> **Texto de origen**:
1º de Bachillerato: Nietzsche y la teoría perspectivista de la verdad



Friedrich Nietzsche

Sobre verdad y mentira en sentido extramoral
 1
En algún apartado rincón del universo centelleante, desparramado en innumerables sistemas solares, hubo una vez un astro en el que animales inteligentes inventaron el conocimiento. Fue el minuto más altanero y falaz de la “Historia Universal”: pero, a fin de cuentas, sólo un minuto. Tras breves respiraciones de la naturaleza, el astro se heló y los animales inteligentes hubieron de perecer. Alguien podría inventar una fábula semejante pero, con todo, no habría ilustrado suficientemente cuán lastimoso, cuán sombrío y caduco, cuán estéril y arbitrario es el estado en el que se presenta el intelecto humano dentro de la naturaleza. Hubo eternidades en las que no existía; cuando de nuevo se acabe todo para él no habrá sucedido nada, puesto que para ese intelecto no hay ninguna misión ulterior que conduzca más allá de la vida humana. No es sino humano, y solamente su poseedor y creador lo toma tan patéticamente como si en él girasen los goznes del mundo. Pero, si pudiéramos comunicarnos con la mosca, llegaríamos a saber que también ella navega por el aire poseída de ese mismo pathos, y se siente el centro volante de este mundo. Nada hay en la naturaleza, por despreciable e insignificante que sea, que, al más pequeño soplo de aquel poder del conocimiento, no se infle inmediatamente como un odre; y del mismo modo que cualquier mozo de cuerda quiere tener su admirador, el más soberbio de los hombres, el filósofo, está completamente convencido de que, desde todas partes, los ojos del universo tienen telescópicamente puesta su mirada en sus obras y pensamientos.

> **Entradas de identificación de ubicaciones**:
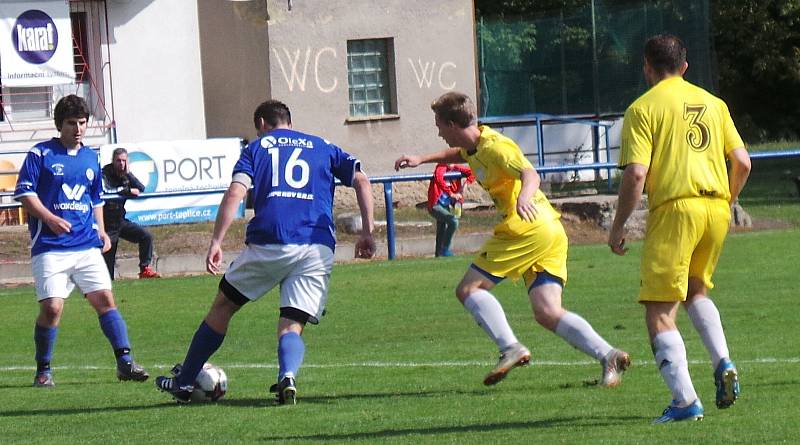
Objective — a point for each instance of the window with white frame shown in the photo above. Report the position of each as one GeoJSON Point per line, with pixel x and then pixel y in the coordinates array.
{"type": "Point", "coordinates": [370, 77]}
{"type": "Point", "coordinates": [32, 104]}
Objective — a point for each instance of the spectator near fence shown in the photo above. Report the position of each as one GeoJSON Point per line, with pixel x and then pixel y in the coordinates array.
{"type": "Point", "coordinates": [117, 179]}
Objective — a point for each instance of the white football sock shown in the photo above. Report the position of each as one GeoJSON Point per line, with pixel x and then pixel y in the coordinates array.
{"type": "Point", "coordinates": [670, 354]}
{"type": "Point", "coordinates": [705, 318]}
{"type": "Point", "coordinates": [486, 310]}
{"type": "Point", "coordinates": [580, 334]}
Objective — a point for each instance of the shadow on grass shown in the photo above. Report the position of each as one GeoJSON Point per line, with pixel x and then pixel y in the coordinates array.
{"type": "Point", "coordinates": [85, 410]}
{"type": "Point", "coordinates": [478, 428]}
{"type": "Point", "coordinates": [324, 399]}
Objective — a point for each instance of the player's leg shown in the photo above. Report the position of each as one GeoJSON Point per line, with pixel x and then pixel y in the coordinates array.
{"type": "Point", "coordinates": [304, 294]}
{"type": "Point", "coordinates": [51, 279]}
{"type": "Point", "coordinates": [545, 296]}
{"type": "Point", "coordinates": [670, 238]}
{"type": "Point", "coordinates": [91, 276]}
{"type": "Point", "coordinates": [110, 257]}
{"type": "Point", "coordinates": [44, 335]}
{"type": "Point", "coordinates": [473, 292]}
{"type": "Point", "coordinates": [701, 309]}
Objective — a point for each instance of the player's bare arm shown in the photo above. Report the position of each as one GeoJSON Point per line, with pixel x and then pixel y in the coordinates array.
{"type": "Point", "coordinates": [740, 170]}
{"type": "Point", "coordinates": [450, 155]}
{"type": "Point", "coordinates": [365, 246]}
{"type": "Point", "coordinates": [225, 215]}
{"type": "Point", "coordinates": [35, 208]}
{"type": "Point", "coordinates": [630, 193]}
{"type": "Point", "coordinates": [530, 183]}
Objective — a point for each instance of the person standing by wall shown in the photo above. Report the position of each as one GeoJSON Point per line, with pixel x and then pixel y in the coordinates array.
{"type": "Point", "coordinates": [119, 180]}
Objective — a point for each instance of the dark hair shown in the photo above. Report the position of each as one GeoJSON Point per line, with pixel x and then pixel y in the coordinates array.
{"type": "Point", "coordinates": [274, 112]}
{"type": "Point", "coordinates": [665, 53]}
{"type": "Point", "coordinates": [118, 151]}
{"type": "Point", "coordinates": [71, 106]}
{"type": "Point", "coordinates": [455, 107]}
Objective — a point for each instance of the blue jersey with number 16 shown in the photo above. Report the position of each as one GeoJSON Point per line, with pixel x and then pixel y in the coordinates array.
{"type": "Point", "coordinates": [293, 184]}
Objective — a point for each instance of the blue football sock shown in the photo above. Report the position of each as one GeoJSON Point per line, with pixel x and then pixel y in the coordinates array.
{"type": "Point", "coordinates": [115, 329]}
{"type": "Point", "coordinates": [45, 340]}
{"type": "Point", "coordinates": [291, 349]}
{"type": "Point", "coordinates": [205, 343]}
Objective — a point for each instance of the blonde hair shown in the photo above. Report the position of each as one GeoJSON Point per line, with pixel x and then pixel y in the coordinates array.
{"type": "Point", "coordinates": [455, 107]}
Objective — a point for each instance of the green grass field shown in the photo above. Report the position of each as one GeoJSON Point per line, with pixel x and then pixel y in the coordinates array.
{"type": "Point", "coordinates": [397, 360]}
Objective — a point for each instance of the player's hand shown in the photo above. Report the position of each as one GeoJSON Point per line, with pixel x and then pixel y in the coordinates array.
{"type": "Point", "coordinates": [365, 246]}
{"type": "Point", "coordinates": [58, 226]}
{"type": "Point", "coordinates": [106, 242]}
{"type": "Point", "coordinates": [213, 258]}
{"type": "Point", "coordinates": [406, 161]}
{"type": "Point", "coordinates": [616, 241]}
{"type": "Point", "coordinates": [527, 210]}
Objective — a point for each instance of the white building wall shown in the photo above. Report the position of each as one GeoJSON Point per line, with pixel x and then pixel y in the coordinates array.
{"type": "Point", "coordinates": [155, 68]}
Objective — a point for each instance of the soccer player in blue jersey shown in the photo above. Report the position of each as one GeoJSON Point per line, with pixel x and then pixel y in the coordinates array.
{"type": "Point", "coordinates": [289, 242]}
{"type": "Point", "coordinates": [59, 185]}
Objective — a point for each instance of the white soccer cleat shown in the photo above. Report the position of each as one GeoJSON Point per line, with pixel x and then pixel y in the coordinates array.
{"type": "Point", "coordinates": [516, 355]}
{"type": "Point", "coordinates": [614, 365]}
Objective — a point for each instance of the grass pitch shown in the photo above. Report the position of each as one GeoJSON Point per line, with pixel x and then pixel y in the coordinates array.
{"type": "Point", "coordinates": [398, 360]}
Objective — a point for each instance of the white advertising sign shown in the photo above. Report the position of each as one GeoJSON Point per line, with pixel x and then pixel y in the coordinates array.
{"type": "Point", "coordinates": [35, 43]}
{"type": "Point", "coordinates": [190, 167]}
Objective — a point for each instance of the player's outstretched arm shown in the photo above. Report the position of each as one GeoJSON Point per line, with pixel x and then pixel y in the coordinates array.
{"type": "Point", "coordinates": [740, 170]}
{"type": "Point", "coordinates": [630, 192]}
{"type": "Point", "coordinates": [450, 155]}
{"type": "Point", "coordinates": [227, 211]}
{"type": "Point", "coordinates": [34, 207]}
{"type": "Point", "coordinates": [365, 246]}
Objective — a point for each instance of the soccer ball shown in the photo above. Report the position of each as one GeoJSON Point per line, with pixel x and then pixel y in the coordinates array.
{"type": "Point", "coordinates": [210, 385]}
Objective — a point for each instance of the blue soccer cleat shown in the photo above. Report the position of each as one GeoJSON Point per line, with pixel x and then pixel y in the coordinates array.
{"type": "Point", "coordinates": [43, 379]}
{"type": "Point", "coordinates": [727, 381]}
{"type": "Point", "coordinates": [676, 414]}
{"type": "Point", "coordinates": [286, 391]}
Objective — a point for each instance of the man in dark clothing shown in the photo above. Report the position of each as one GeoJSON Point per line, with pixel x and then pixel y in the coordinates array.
{"type": "Point", "coordinates": [117, 179]}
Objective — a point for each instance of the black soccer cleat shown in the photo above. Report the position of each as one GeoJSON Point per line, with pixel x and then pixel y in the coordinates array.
{"type": "Point", "coordinates": [131, 371]}
{"type": "Point", "coordinates": [181, 394]}
{"type": "Point", "coordinates": [286, 391]}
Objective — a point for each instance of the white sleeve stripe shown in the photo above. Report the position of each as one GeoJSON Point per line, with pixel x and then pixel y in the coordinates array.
{"type": "Point", "coordinates": [19, 195]}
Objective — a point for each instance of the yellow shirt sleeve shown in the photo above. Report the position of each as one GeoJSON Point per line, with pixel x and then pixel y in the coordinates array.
{"type": "Point", "coordinates": [732, 138]}
{"type": "Point", "coordinates": [636, 144]}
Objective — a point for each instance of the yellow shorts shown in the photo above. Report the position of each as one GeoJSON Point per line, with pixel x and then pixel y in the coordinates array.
{"type": "Point", "coordinates": [521, 249]}
{"type": "Point", "coordinates": [683, 239]}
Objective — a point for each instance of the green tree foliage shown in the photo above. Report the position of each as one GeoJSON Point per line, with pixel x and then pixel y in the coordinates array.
{"type": "Point", "coordinates": [758, 52]}
{"type": "Point", "coordinates": [756, 44]}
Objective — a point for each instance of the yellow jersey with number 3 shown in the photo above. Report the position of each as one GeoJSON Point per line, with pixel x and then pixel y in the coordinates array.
{"type": "Point", "coordinates": [683, 134]}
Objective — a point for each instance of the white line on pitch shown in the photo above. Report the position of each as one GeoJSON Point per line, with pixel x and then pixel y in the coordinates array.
{"type": "Point", "coordinates": [447, 364]}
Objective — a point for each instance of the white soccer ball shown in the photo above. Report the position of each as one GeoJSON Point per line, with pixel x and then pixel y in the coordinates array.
{"type": "Point", "coordinates": [210, 385]}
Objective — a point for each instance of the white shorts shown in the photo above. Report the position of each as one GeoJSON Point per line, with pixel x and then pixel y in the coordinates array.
{"type": "Point", "coordinates": [302, 270]}
{"type": "Point", "coordinates": [55, 274]}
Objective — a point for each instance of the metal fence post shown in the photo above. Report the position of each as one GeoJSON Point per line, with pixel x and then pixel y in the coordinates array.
{"type": "Point", "coordinates": [387, 197]}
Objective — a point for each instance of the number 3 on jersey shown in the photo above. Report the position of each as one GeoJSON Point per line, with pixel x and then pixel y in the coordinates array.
{"type": "Point", "coordinates": [698, 135]}
{"type": "Point", "coordinates": [293, 164]}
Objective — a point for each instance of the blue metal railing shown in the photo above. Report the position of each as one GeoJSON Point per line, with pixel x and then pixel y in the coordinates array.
{"type": "Point", "coordinates": [387, 182]}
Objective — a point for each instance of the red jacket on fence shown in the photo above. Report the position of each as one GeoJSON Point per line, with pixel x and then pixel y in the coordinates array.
{"type": "Point", "coordinates": [441, 185]}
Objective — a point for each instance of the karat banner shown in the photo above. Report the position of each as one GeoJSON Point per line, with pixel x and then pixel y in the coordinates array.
{"type": "Point", "coordinates": [191, 167]}
{"type": "Point", "coordinates": [35, 43]}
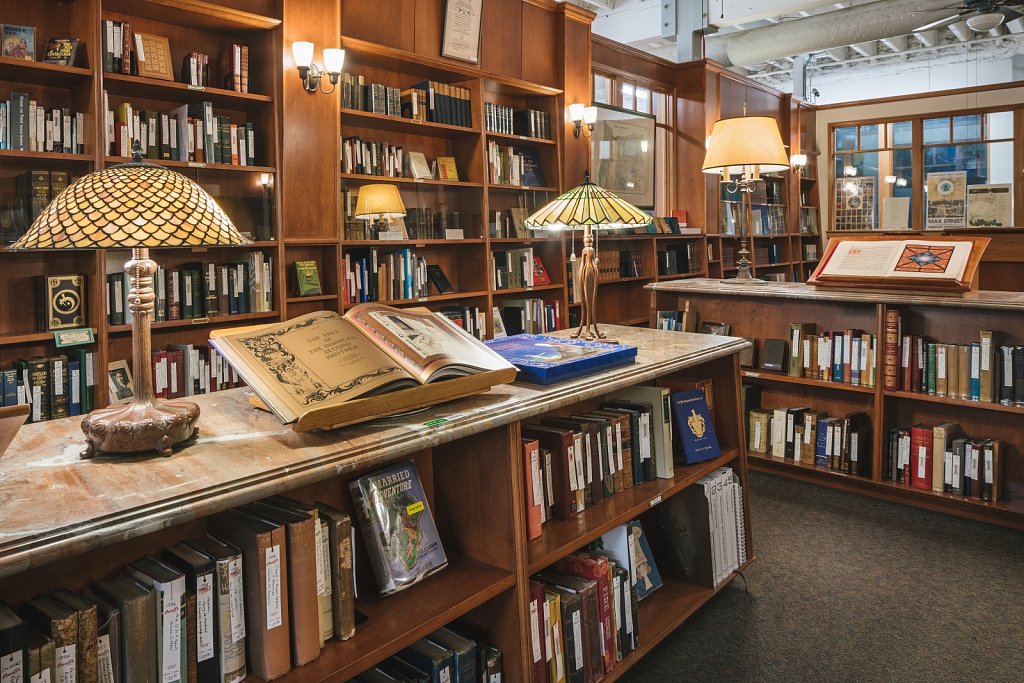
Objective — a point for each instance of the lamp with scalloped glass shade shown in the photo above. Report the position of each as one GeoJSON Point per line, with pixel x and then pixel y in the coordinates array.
{"type": "Point", "coordinates": [134, 206]}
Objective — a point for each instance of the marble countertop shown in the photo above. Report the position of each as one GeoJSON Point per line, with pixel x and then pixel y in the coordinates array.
{"type": "Point", "coordinates": [983, 299]}
{"type": "Point", "coordinates": [54, 505]}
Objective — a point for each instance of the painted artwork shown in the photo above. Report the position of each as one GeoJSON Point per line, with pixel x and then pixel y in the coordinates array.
{"type": "Point", "coordinates": [854, 209]}
{"type": "Point", "coordinates": [946, 201]}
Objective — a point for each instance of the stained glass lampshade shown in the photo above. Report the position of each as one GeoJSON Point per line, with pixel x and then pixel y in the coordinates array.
{"type": "Point", "coordinates": [587, 207]}
{"type": "Point", "coordinates": [134, 206]}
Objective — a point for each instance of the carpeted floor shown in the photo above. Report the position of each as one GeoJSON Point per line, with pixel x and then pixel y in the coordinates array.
{"type": "Point", "coordinates": [847, 588]}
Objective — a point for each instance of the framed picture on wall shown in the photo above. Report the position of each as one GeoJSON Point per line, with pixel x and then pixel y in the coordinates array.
{"type": "Point", "coordinates": [461, 33]}
{"type": "Point", "coordinates": [622, 155]}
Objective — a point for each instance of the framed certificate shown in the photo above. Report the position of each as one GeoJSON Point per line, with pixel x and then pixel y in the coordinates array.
{"type": "Point", "coordinates": [461, 33]}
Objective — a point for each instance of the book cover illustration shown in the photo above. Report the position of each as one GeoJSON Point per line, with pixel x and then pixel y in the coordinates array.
{"type": "Point", "coordinates": [695, 427]}
{"type": "Point", "coordinates": [544, 359]}
{"type": "Point", "coordinates": [397, 527]}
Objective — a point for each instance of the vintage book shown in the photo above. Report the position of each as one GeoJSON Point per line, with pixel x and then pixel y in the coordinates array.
{"type": "Point", "coordinates": [228, 615]}
{"type": "Point", "coordinates": [543, 359]}
{"type": "Point", "coordinates": [264, 556]}
{"type": "Point", "coordinates": [201, 577]}
{"type": "Point", "coordinates": [169, 585]}
{"type": "Point", "coordinates": [137, 605]}
{"type": "Point", "coordinates": [303, 603]}
{"type": "Point", "coordinates": [331, 359]}
{"type": "Point", "coordinates": [397, 527]}
{"type": "Point", "coordinates": [339, 526]}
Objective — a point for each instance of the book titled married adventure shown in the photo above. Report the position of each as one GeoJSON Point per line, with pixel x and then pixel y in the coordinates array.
{"type": "Point", "coordinates": [544, 359]}
{"type": "Point", "coordinates": [397, 528]}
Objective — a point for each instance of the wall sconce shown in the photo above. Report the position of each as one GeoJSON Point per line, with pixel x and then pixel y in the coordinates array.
{"type": "Point", "coordinates": [581, 116]}
{"type": "Point", "coordinates": [334, 57]}
{"type": "Point", "coordinates": [799, 163]}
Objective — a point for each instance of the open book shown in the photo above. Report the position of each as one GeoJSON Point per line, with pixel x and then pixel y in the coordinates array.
{"type": "Point", "coordinates": [323, 359]}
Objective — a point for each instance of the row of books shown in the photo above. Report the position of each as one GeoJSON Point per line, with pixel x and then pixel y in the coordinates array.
{"type": "Point", "coordinates": [984, 370]}
{"type": "Point", "coordinates": [28, 126]}
{"type": "Point", "coordinates": [943, 459]}
{"type": "Point", "coordinates": [529, 315]}
{"type": "Point", "coordinates": [679, 259]}
{"type": "Point", "coordinates": [517, 268]}
{"type": "Point", "coordinates": [188, 133]}
{"type": "Point", "coordinates": [812, 437]}
{"type": "Point", "coordinates": [513, 166]}
{"type": "Point", "coordinates": [203, 289]}
{"type": "Point", "coordinates": [55, 386]}
{"type": "Point", "coordinates": [847, 356]}
{"type": "Point", "coordinates": [531, 123]}
{"type": "Point", "coordinates": [445, 654]}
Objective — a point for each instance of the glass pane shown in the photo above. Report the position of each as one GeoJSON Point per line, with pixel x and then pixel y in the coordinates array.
{"type": "Point", "coordinates": [998, 126]}
{"type": "Point", "coordinates": [967, 128]}
{"type": "Point", "coordinates": [900, 134]}
{"type": "Point", "coordinates": [643, 100]}
{"type": "Point", "coordinates": [628, 99]}
{"type": "Point", "coordinates": [870, 137]}
{"type": "Point", "coordinates": [602, 89]}
{"type": "Point", "coordinates": [936, 130]}
{"type": "Point", "coordinates": [846, 138]}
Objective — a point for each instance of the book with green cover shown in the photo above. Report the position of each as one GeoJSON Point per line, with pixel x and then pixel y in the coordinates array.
{"type": "Point", "coordinates": [306, 279]}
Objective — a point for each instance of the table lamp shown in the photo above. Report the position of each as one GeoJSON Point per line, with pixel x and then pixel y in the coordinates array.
{"type": "Point", "coordinates": [135, 206]}
{"type": "Point", "coordinates": [588, 207]}
{"type": "Point", "coordinates": [748, 146]}
{"type": "Point", "coordinates": [379, 203]}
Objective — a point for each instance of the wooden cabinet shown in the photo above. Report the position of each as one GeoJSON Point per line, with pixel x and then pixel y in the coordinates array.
{"type": "Point", "coordinates": [468, 455]}
{"type": "Point", "coordinates": [767, 311]}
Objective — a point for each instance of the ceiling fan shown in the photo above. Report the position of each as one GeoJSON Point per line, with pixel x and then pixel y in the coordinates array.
{"type": "Point", "coordinates": [980, 15]}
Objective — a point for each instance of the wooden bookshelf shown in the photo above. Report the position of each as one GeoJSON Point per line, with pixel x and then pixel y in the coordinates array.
{"type": "Point", "coordinates": [938, 317]}
{"type": "Point", "coordinates": [469, 458]}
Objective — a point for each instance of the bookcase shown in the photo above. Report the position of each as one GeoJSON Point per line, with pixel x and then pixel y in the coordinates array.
{"type": "Point", "coordinates": [767, 311]}
{"type": "Point", "coordinates": [245, 191]}
{"type": "Point", "coordinates": [469, 457]}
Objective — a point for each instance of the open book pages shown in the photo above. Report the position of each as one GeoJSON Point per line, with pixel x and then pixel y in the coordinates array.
{"type": "Point", "coordinates": [322, 359]}
{"type": "Point", "coordinates": [911, 259]}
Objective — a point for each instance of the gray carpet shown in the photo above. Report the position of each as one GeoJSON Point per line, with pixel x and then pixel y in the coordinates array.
{"type": "Point", "coordinates": [847, 588]}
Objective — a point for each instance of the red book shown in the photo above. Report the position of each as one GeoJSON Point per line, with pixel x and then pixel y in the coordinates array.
{"type": "Point", "coordinates": [921, 457]}
{"type": "Point", "coordinates": [538, 656]}
{"type": "Point", "coordinates": [534, 488]}
{"type": "Point", "coordinates": [595, 567]}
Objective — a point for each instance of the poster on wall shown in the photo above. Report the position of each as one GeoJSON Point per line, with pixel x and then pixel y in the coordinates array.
{"type": "Point", "coordinates": [854, 208]}
{"type": "Point", "coordinates": [989, 206]}
{"type": "Point", "coordinates": [622, 155]}
{"type": "Point", "coordinates": [946, 201]}
{"type": "Point", "coordinates": [461, 33]}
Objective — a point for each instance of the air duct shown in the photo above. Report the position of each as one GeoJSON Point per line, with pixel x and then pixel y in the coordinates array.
{"type": "Point", "coordinates": [860, 24]}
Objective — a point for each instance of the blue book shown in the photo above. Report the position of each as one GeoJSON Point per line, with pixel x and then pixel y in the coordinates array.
{"type": "Point", "coordinates": [696, 429]}
{"type": "Point", "coordinates": [544, 359]}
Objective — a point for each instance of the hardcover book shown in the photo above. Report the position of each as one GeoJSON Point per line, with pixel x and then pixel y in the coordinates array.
{"type": "Point", "coordinates": [322, 359]}
{"type": "Point", "coordinates": [397, 527]}
{"type": "Point", "coordinates": [544, 359]}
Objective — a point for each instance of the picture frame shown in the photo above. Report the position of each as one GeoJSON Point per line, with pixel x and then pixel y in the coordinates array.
{"type": "Point", "coordinates": [461, 30]}
{"type": "Point", "coordinates": [120, 382]}
{"type": "Point", "coordinates": [622, 155]}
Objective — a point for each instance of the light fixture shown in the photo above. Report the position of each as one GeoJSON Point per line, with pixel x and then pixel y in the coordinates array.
{"type": "Point", "coordinates": [799, 163]}
{"type": "Point", "coordinates": [378, 203]}
{"type": "Point", "coordinates": [136, 206]}
{"type": "Point", "coordinates": [334, 57]}
{"type": "Point", "coordinates": [582, 116]}
{"type": "Point", "coordinates": [748, 146]}
{"type": "Point", "coordinates": [587, 207]}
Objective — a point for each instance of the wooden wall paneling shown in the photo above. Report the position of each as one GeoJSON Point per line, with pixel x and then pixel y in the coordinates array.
{"type": "Point", "coordinates": [309, 128]}
{"type": "Point", "coordinates": [390, 23]}
{"type": "Point", "coordinates": [540, 29]}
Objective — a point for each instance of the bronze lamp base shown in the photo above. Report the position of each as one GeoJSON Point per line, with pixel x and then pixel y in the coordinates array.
{"type": "Point", "coordinates": [139, 427]}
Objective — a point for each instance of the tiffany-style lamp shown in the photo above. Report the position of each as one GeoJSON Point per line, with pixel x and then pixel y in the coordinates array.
{"type": "Point", "coordinates": [134, 206]}
{"type": "Point", "coordinates": [588, 207]}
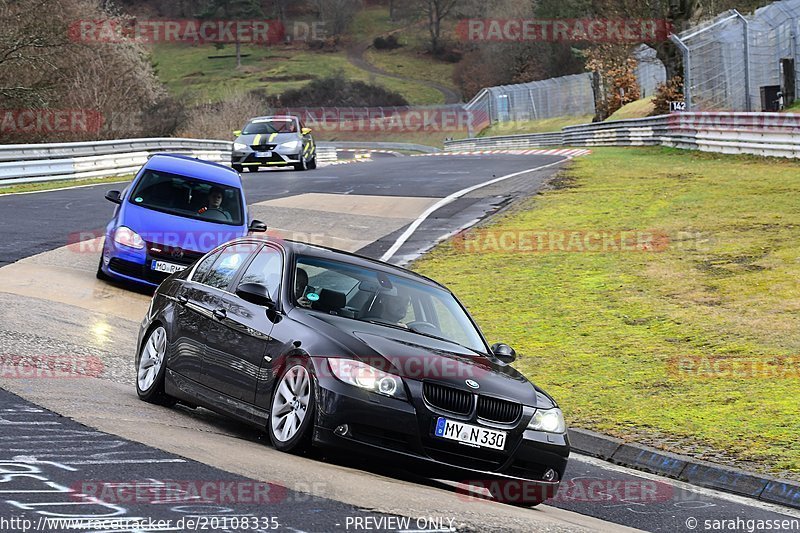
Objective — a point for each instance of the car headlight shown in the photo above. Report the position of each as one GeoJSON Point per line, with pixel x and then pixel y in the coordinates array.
{"type": "Point", "coordinates": [368, 377]}
{"type": "Point", "coordinates": [128, 237]}
{"type": "Point", "coordinates": [290, 146]}
{"type": "Point", "coordinates": [548, 420]}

> **Descripción de la tarea**:
Responde brevemente a estas preguntas sobre el texto de Nietzsche.
1. ¿Qué inventaron los animales inteligentes en aquel astro?
2. ¿Qué ocurrió con el astro tras breves respiraciones de la naturaleza?
3. ¿De qué está completamente convencido el filósofo?
Este material proviene de otra fuente.

> **Respuesta correcta**:
1. Inventaron el conocimiento.
2. El astro se heló, y los animales inteligentes hubieron de perecer.
3. Está convencido de que, desde todas partes, los ojos del universo tienen telescópicamente puesta su mirada en sus obras y pensamientos.